Give the material once more, word for word, without any images.

>> begin

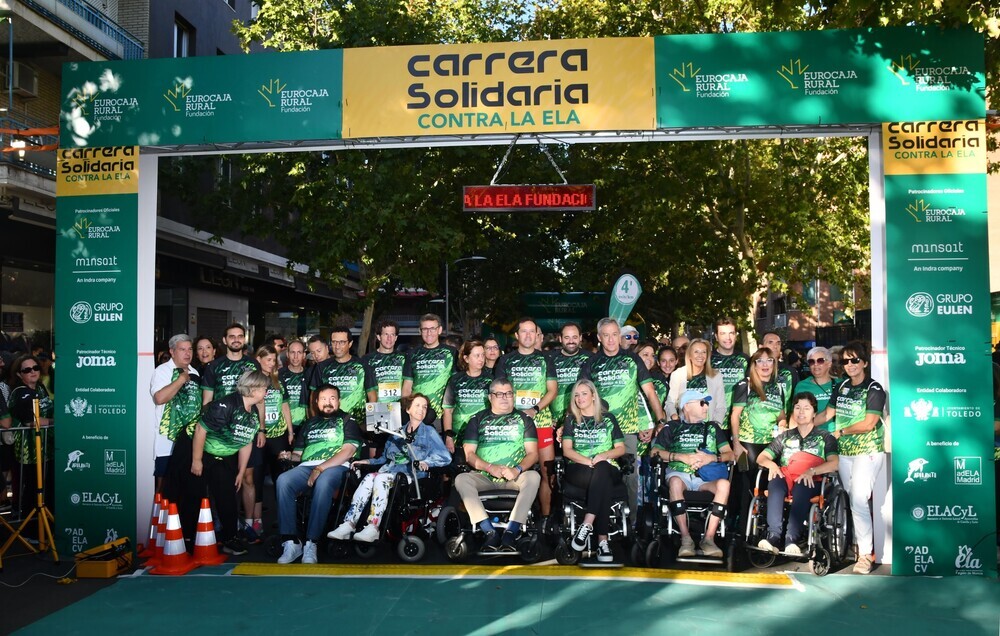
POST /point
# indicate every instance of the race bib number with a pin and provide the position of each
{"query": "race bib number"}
(527, 399)
(389, 390)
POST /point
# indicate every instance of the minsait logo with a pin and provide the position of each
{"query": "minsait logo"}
(969, 471)
(73, 462)
(921, 409)
(966, 562)
(915, 471)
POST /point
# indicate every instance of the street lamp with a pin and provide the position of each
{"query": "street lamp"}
(447, 297)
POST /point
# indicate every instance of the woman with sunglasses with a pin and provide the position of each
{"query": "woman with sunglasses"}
(819, 383)
(27, 388)
(698, 374)
(856, 411)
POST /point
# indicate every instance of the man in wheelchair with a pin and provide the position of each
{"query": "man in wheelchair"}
(501, 446)
(794, 460)
(697, 453)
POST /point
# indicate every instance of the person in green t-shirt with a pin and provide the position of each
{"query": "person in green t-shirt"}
(467, 394)
(501, 445)
(592, 441)
(221, 448)
(687, 445)
(857, 406)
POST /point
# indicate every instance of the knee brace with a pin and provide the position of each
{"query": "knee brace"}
(677, 508)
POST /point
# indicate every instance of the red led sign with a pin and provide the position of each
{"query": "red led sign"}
(530, 198)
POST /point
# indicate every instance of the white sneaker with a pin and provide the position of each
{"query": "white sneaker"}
(342, 532)
(368, 534)
(291, 550)
(309, 553)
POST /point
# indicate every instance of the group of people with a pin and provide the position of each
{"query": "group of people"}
(503, 416)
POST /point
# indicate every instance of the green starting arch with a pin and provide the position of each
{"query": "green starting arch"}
(916, 94)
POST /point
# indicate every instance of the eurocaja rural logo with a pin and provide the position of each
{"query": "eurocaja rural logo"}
(529, 87)
(298, 100)
(911, 71)
(181, 96)
(706, 85)
(803, 77)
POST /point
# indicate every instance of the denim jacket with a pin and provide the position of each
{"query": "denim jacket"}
(427, 447)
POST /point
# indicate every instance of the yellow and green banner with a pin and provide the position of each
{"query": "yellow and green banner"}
(95, 324)
(937, 257)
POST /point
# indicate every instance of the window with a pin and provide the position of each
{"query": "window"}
(183, 38)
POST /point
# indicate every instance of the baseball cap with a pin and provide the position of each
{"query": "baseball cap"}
(691, 395)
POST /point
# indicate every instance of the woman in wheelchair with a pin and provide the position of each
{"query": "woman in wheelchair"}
(696, 452)
(428, 450)
(794, 459)
(591, 441)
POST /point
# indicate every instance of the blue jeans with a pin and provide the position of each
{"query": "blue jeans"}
(294, 482)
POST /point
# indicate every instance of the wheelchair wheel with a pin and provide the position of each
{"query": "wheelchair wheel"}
(411, 549)
(365, 550)
(272, 546)
(530, 549)
(565, 554)
(821, 562)
(457, 548)
(449, 524)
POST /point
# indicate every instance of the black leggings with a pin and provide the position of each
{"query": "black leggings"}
(599, 482)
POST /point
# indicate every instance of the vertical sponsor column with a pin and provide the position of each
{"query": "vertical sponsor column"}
(939, 353)
(95, 322)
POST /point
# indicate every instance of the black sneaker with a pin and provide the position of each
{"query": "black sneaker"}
(604, 554)
(492, 541)
(234, 547)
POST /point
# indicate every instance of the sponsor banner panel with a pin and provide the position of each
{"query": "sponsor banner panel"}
(95, 407)
(944, 520)
(825, 77)
(197, 100)
(513, 87)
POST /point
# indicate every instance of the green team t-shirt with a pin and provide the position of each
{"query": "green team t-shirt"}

>> end

- [SOLUTION FOR THIS PROBLEM]
POST /point
# indicate every instance of the race bib number with a pin and provide the position of each
{"query": "race bib number"}
(527, 399)
(389, 390)
POST /point
# indicate every instance of the minsait logo with a pin and provide the position of each
{"query": "minsait logo"}
(969, 471)
(73, 462)
(921, 409)
(966, 562)
(915, 471)
POST /point
# indicate every instance of the street lamp with a pin and provide the position of each
{"query": "street lamp"}
(447, 297)
POST /point
# indicate every instance of the woman with sunglasses with a pin and provide the position of each
{"query": "woman with sunglasses"}
(819, 383)
(27, 388)
(698, 374)
(856, 411)
POST /point
# indicate every instance of the man in wheelchair with a pin and provide the position of each
{"query": "man in wheelchair"}
(501, 446)
(794, 460)
(697, 453)
POST /point
# indicate every instance of the person in green t-shirt with a pin and provide the position of each
{"query": "person in green t-shirt"}
(467, 394)
(501, 445)
(592, 441)
(221, 448)
(687, 445)
(857, 406)
POST /point
# indicate every instance of the knee brace with a pin and provide the position of each
{"query": "knee brace"}
(677, 508)
POST /point
# indicate every instance of the red led sign with a pin and provide the position of each
{"query": "red led sign"}
(530, 198)
POST /point
# indicate every instance of the white sneaker with a pin and provide the position of each
{"query": "white sneaker"}
(342, 532)
(368, 534)
(291, 550)
(309, 553)
POST /point
# indicate every instance of the group of people with a pin and provide the position of each
{"query": "group of people"}
(503, 416)
POST /point
# indicate every instance of the green starting arch with a pin and provide the position of each
{"query": "green starting arch"}
(916, 94)
POST /point
# indicate every instance of the eurocaja rural logo with a pin and provide the position of each
{"query": "eurocaja rural logo"}
(529, 87)
(298, 100)
(911, 71)
(181, 96)
(706, 85)
(803, 77)
POST /point
# indicate every instance of the denim jacket with a pin and provide the position of each
{"query": "denim jacket"}
(427, 447)
POST /point
# indicate every instance of the yellow and green banner with a pin and provide the position of each
{"query": "yellow and green banner"}
(95, 324)
(937, 257)
POST /point
# indicate every instance of the window with a pin and provide the position of each
{"query": "window"}
(183, 38)
POST /point
# indicate every instance of the baseball cap with a pin and provide the position of each
{"query": "baseball cap"}
(691, 395)
POST /point
# indicate every instance of the woman in wheelchair with a pin and provide the position of each
{"query": "woman in wheelchair"}
(696, 452)
(428, 450)
(794, 459)
(591, 441)
POST /point
# indicate every instance of the blue jeans with a pin and provide the position of each
{"query": "blue jeans"}
(294, 482)
POST /point
# indicate every instance of the wheelchair wheel with a pin and provide the position of each
{"query": "wheelchair wheel"}
(411, 549)
(365, 550)
(272, 546)
(530, 549)
(565, 554)
(821, 562)
(457, 548)
(449, 524)
POST /point
# indicate every instance of the black leggings with a pin and provide the position of each
{"query": "black leggings"}
(599, 482)
POST /point
# indicate every instance of the vertical sponsor column with a pin and provide the position of each
{"query": "vertical sponsor column"}
(939, 353)
(95, 322)
POST /point
# indicate every instance of the black sneaker with a pin and provide the position of each
{"query": "black sneaker"}
(604, 554)
(492, 541)
(234, 547)
POST /point
# indicate every instance of the sponsor banner panel with a pin and provide the position of each
{"query": "sponsor banner panel"}
(95, 407)
(944, 520)
(825, 77)
(197, 100)
(513, 87)
POST /point
# indicate every instance of the green team t-shirt with a pin and provide the position of each
{"query": "green team t-shirt"}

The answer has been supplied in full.